Instruction: Please write out the lines from the one containing "Q: Point out the orange" through the one containing "[0,532,175,582]", including both, without changing a character.

(Box-labeled dataset extracts)
-------------------------
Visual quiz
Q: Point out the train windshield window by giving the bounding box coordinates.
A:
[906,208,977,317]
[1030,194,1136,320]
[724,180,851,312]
-------------------------
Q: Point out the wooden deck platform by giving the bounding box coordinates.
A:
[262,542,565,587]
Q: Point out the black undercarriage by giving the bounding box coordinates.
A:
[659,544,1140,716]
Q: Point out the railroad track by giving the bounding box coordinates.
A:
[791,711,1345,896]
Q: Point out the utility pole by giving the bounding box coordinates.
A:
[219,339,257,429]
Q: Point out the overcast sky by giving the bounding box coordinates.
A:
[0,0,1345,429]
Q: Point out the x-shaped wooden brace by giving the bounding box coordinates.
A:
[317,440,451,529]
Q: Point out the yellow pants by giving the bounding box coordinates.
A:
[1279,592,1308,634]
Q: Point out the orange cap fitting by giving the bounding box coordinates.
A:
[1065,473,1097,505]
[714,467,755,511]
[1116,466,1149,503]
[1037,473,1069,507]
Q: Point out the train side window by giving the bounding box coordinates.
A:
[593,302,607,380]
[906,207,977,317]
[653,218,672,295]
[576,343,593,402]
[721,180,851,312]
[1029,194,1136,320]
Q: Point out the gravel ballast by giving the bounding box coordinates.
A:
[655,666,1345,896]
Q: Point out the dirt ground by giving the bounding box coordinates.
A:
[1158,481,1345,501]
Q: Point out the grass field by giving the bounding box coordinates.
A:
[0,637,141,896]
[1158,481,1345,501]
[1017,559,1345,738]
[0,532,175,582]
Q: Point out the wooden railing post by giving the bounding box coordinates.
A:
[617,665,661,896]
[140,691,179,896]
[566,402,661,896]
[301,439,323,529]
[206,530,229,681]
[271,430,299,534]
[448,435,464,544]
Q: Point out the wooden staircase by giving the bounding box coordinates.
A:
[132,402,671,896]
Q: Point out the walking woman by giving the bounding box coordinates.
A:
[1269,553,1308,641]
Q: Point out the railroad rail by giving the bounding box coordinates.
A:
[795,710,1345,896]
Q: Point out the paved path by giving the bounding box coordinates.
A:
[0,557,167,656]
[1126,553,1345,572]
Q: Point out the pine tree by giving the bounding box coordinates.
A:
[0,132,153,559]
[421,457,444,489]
-------------------------
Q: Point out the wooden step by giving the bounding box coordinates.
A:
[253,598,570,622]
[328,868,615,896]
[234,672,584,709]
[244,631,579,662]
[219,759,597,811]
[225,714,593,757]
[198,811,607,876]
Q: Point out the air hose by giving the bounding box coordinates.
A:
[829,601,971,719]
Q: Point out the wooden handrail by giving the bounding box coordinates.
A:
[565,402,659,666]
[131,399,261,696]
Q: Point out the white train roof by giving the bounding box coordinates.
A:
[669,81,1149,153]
-------------------------
Solution below:
Q: Point out the orange cap fitting by giving the bounding box coordinates.
A:
[1065,473,1097,505]
[714,467,755,511]
[1116,466,1149,503]
[1037,473,1069,507]
Q: Point out the train side window by giving the bounding box coordinates.
A:
[593,302,607,380]
[906,207,977,317]
[653,218,672,295]
[576,343,593,402]
[721,180,851,312]
[1029,194,1136,320]
Q: Point out the gravel ballast by giving the bounding box coordinates.
A:
[655,666,1345,896]
Q: Point out the dirt ground by giving the bounding box coordinates.
A:
[1158,481,1345,501]
Q: Point out the grass field by giving the bounding box coordinates.
A:
[0,637,141,896]
[1158,481,1345,501]
[1017,559,1345,738]
[0,532,175,582]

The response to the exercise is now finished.